▸ Labeled-object pointing entries
--*--

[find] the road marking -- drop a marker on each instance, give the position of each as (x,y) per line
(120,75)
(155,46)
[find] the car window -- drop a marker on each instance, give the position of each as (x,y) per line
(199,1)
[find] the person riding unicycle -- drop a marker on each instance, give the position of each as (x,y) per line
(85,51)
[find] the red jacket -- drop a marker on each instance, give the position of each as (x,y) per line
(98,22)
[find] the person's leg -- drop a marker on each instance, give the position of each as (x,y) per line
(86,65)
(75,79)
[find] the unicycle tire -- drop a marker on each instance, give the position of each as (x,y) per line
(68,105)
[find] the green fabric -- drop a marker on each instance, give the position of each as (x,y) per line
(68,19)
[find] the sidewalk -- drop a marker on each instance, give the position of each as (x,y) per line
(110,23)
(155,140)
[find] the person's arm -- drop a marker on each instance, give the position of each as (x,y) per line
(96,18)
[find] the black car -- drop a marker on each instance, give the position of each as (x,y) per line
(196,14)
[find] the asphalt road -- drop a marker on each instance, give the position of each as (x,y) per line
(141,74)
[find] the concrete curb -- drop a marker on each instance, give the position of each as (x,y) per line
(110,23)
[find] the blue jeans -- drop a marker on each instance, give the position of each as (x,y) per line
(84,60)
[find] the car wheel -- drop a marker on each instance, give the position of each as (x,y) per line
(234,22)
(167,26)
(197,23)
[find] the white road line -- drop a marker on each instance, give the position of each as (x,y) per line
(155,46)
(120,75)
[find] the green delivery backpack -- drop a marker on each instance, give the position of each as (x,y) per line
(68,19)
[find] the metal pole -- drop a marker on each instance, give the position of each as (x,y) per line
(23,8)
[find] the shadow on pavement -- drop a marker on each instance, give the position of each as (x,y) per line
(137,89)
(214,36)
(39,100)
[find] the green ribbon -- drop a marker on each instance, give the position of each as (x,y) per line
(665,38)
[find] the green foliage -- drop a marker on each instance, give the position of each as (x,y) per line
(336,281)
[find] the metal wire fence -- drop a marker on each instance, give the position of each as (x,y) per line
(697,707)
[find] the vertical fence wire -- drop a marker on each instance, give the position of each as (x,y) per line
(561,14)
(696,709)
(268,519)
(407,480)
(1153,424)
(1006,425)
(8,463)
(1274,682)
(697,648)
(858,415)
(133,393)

--*--

▸ The request
Rewrite every line from the one containing "[find] the green delivery" through the end of the material, adding 81 to each x and y coordinate and keeping all other text unchanged.

▸ Result of this exercise
[find] the green delivery backpack -- drop a marker on each instance, give the position of each as (x,y) per line
(149,100)
[find] the metal pole -- drop a marker on each instance, give the position of each as (x,y) per line
(104,89)
[find] the shadow on pavement -- drop a marker on each instance, give the position of each as (x,y) per line
(218,170)
(295,117)
(120,181)
[find] the green ribbon -- drop a marker on each instance, give the position of each as (x,y) per line
(746,119)
[find] the green foliage -- drop a marker on each instance, give the position of each as (x,y) per line
(417,362)
[find] the metal wire fence -- drop a marker on each instance, give the position of each as (x,y) per line
(778,788)
[find] the vertical fence wire -- drop a marker on each instance, give the position of each as (x,y) per line
(642,95)
(777,790)
(349,600)
(488,561)
(1234,505)
(1087,506)
(89,544)
(1355,763)
(778,729)
(939,496)
(214,474)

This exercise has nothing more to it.